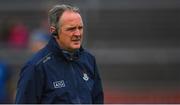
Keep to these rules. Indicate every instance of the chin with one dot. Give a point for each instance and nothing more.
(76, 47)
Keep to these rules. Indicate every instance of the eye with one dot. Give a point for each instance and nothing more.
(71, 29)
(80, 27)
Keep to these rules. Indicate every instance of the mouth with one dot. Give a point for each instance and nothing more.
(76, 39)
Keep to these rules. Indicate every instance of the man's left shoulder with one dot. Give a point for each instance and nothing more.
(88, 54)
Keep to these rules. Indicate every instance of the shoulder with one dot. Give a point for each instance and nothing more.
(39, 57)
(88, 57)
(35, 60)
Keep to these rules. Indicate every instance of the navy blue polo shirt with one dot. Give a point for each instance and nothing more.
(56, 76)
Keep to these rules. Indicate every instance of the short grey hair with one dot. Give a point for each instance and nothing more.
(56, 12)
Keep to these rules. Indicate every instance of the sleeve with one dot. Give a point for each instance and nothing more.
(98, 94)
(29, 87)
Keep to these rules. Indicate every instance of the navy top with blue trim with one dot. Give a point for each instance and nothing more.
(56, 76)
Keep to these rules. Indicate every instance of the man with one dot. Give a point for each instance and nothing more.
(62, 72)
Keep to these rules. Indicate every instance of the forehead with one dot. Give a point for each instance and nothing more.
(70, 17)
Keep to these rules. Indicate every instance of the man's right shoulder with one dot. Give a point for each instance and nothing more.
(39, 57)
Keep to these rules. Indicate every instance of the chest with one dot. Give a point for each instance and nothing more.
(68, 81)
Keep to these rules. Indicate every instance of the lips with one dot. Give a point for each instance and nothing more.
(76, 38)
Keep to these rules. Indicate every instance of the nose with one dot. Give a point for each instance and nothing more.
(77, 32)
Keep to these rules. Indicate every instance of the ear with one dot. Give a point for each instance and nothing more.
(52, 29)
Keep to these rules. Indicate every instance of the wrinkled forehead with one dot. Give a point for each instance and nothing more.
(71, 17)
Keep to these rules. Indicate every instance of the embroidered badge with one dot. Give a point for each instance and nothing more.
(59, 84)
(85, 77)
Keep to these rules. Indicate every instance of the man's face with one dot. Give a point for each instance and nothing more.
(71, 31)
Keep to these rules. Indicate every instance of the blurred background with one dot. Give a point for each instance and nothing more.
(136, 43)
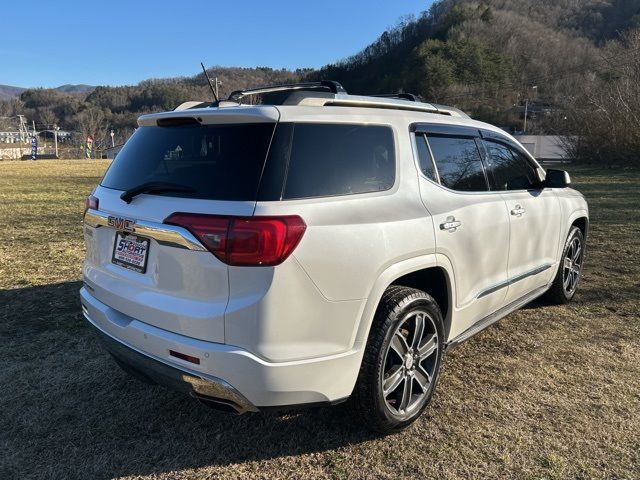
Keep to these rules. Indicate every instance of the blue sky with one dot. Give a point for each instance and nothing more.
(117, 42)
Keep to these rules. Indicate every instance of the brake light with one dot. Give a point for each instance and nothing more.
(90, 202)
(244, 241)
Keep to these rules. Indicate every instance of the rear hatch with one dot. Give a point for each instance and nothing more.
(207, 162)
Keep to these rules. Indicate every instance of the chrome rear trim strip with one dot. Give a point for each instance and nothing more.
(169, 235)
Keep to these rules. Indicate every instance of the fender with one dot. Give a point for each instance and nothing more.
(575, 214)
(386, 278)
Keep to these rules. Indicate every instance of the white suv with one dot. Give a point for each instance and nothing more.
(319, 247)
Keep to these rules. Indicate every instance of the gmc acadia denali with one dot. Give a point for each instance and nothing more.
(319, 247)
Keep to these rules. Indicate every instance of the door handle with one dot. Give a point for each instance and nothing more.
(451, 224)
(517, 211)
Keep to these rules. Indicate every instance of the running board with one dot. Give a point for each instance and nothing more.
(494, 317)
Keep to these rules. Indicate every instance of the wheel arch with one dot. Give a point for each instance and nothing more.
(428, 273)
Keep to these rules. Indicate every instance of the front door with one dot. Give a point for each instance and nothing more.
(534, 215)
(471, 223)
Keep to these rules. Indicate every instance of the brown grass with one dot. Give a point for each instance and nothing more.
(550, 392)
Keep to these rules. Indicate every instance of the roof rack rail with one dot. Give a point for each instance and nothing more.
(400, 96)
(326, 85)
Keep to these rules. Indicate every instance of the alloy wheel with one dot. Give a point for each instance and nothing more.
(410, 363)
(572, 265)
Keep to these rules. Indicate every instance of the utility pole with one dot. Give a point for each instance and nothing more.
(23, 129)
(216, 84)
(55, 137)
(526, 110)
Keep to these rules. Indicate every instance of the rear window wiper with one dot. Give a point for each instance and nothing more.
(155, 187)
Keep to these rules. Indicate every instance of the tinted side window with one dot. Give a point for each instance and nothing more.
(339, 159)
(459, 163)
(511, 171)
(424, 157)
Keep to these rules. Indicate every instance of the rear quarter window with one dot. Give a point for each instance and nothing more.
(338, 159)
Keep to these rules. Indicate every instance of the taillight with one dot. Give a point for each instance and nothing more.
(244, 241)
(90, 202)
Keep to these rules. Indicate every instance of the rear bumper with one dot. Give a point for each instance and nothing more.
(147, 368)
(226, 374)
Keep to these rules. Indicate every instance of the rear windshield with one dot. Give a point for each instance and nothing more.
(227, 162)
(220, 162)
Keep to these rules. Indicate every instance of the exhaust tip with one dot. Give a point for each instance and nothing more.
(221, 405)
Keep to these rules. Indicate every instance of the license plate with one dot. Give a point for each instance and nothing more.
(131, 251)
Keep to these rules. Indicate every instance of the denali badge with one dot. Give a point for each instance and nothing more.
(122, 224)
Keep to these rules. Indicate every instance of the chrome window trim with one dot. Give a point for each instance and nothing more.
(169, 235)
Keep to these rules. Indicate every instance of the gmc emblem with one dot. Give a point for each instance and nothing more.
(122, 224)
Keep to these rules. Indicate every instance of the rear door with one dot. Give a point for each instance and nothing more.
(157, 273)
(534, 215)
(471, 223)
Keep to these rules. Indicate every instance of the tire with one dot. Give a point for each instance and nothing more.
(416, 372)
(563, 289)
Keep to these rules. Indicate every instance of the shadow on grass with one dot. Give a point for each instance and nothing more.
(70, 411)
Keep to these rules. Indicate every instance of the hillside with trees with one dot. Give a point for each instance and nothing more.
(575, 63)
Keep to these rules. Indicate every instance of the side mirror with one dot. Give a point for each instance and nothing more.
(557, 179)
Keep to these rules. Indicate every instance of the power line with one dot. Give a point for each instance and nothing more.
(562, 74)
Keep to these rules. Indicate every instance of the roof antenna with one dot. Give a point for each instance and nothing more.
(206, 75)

Try it: Without including the pictures, copy all of the data exactly.

Solution:
Keep to these rules. Indicate every instance of the chin with one dot. Give a point for each instance and nothing more.
(76, 47)
Keep to these rules. Indicate every instance of the eye with one dot. Give a point for each instance and nothing more.
(71, 29)
(80, 27)
Keep to these rules. Indicate every instance of the mouth with one dot. Give a point for each instance and nothing more.
(76, 39)
Keep to these rules. Indicate every instance of the man's left shoulder with one dot. Give a point for each instance and nothing more.
(88, 54)
Keep to these rules. Indicate every instance of the shoulder with one dot. Give a point for each instance and nothing more.
(39, 57)
(88, 57)
(35, 60)
Keep to these rules. Indicate every instance of the navy blue polo shirt with one dot. Give a point for each instance and nothing more.
(56, 76)
Keep to these rules. Indicate every instance of the short grey hair with one dot. Give a point for each instance and nothing more.
(56, 12)
Keep to these rules. Indicate every instance of the sleeve with one dot. Give a point for each instance and nothing more.
(98, 94)
(29, 87)
Keep to these rules. Indicate every instance of the navy top with blue trim with one dot. Give a point for each instance and nothing more.
(56, 76)
Keep to these rules. Indicate every instance of the man with one dot. Give a point for each instance and nothing more.
(62, 72)
Keep to these rules. Indicate every instance of the forehead with one dot. Give a point for each instance and nothing more.
(70, 17)
Keep to these rules. Indicate every instance of the man's right shoulder with one dot. Give a point for each instance and nothing more.
(39, 57)
Keep to these rules. Indicate every instance of the chest with one dot. Give a point for each instance and nothing more.
(68, 81)
Keep to these rules. Indicate every instance of the lips with one dot. Give a point for each instance and nothing more.
(76, 38)
Keep to these rules. Indicate every instance of the nose with one dot. Give a point for each instance and nothing more.
(77, 32)
Keep to these rules. Indicate every instance of the ear with one dot. Give a point for each instance and nothing more.
(52, 29)
Keep to these rules. Indicate every instance of the wrinkled forehead with one dot. Give a point for each instance and nothing more.
(71, 17)
Keep to these rules. Indicate every instance of the embroidered badge with one dot. Give a point for each instance and nothing more.
(59, 84)
(85, 77)
Keep to these rules. Indicate every instance of the man's face with one dot. Give a point for each instance and nothing more.
(71, 31)
Keep to these rules. Indicate every instance of the blurred background with one dot. Give a point for each instance and nothing more.
(136, 43)
Keep to these rules. Indicate every instance of the blue sky with one dot. Give a point for each instance and nothing more.
(117, 42)
Keep to these rules. Indicate every instance of the brake light with one dot. Give a point for each instance and nothing more.
(90, 202)
(244, 241)
Keep to these rules. Indicate every instance of the rear hatch with one dot. Give a point for each instance and nothing more.
(207, 162)
Keep to these rules. Indicate every instance of the chrome rear trim strip with one dot. Give a point for each instance and nothing more.
(169, 235)
Keep to these rules. Indicate every instance of the fender with one dot. Give a point for each instance and nothing more.
(575, 214)
(386, 278)
Keep to these rules. Indicate every instance of the white suv with one dot. Give a point for each instance and nothing more.
(319, 247)
Keep to these rules. Indicate every instance of the gmc acadia denali with one dot. Give a point for each instance and nothing more.
(319, 247)
Keep to these rules. Indicate every instance of the door handle with one dot. Give a point for each instance and nothing more.
(451, 224)
(517, 211)
Keep to these rules. Indicate every instance of the running board with one dot. Give a point for each instance and nothing more.
(494, 317)
Keep to these rules. Indicate every instance of the wheel arch with one dot. Give a point for each instance and nothing more.
(428, 273)
Keep to these rules. Indicate every instance of the front door with one dot. Give a point for each instance and nothing more.
(534, 215)
(471, 223)
Keep to these rules. Indicate every instance of the brown grass with one dot. Give a point for each instance and nothing more.
(550, 392)
Keep to these rules. Indicate every instance of the roof rack rail with one dot. Give a point for each instance and nothing more.
(400, 96)
(326, 85)
Keep to these rules. Indicate every instance of the alloy wheel with one dot. Give a point for each instance and nothing more.
(410, 363)
(572, 265)
Keep to these rules. Indicate every instance of the utility pole with one dot. Give a point for each instance and nothing more.
(23, 129)
(216, 84)
(55, 137)
(526, 110)
Keep to these rules. Indicate every instance of the rear window wiper with one dot. Give a point for each instance and nothing more.
(155, 187)
Keep to these rules. Indicate every instance of the tinted side window with one dot. Give a point for each instance and nothing more.
(339, 159)
(459, 163)
(511, 171)
(424, 157)
Keep to these rules. Indicate every instance of the rear quarter window with one dot. Give a point for each instance and nothing more.
(338, 159)
Keep to these rules. Indicate every instance of the taillight with one dot. Give a point for each instance and nothing more.
(244, 241)
(90, 202)
Keep to these rules. Indicate every instance of the rear bumper with one dot. Give a point for each instance and nothing more.
(147, 368)
(226, 374)
Keep to these rules. Indicate every instance of the rear windshield with one dot. Give a point for each instance and nothing more.
(227, 162)
(220, 162)
Keep to these rules. Indicate every instance of the exhaust tip with one dot. Give a point for each instance and nothing more.
(221, 405)
Keep to these rules. Indicate every instance of the license plate with one dot. Give a point for each instance and nothing more.
(131, 251)
Keep to these rules. Indicate every instance of the denali badge with one dot. Give a point for each instance and nothing more.
(122, 224)
Keep to these rules. Indicate every instance of the chrome window trim with one dot. Give a point for each instance and nothing more.
(169, 235)
Keep to these rules. Indicate every instance of the gmc emblem with one dot. Give a point for each instance and nothing more.
(122, 224)
Keep to these rules. Indicate every instance of the rear door with one dot. Give a point for each instance and nothing more.
(157, 273)
(534, 215)
(471, 223)
Keep to these rules. Indicate every instance of the tire with one dot. Give a point for each instance and nothing more.
(416, 372)
(563, 289)
Keep to these rules. Indicate every instance of the shadow on grass with one dot. Give a point for each instance and nothing more.
(70, 411)
Keep to these rules. Indicate every instance of the hillside with trees with one dot. Give a point for each instance and nothing more.
(575, 63)
Keep to these rules. Indicate every instance of the side mirror with one dot. Give a point for each instance and nothing more.
(557, 179)
Keep to these rules. Indicate every instance of the power line with one dot. Give a point for each instance and nothing more.
(562, 74)
Keep to these rules. Indicate every instance of the roof antenna with one dot. Give a point for each instance and nothing more.
(206, 75)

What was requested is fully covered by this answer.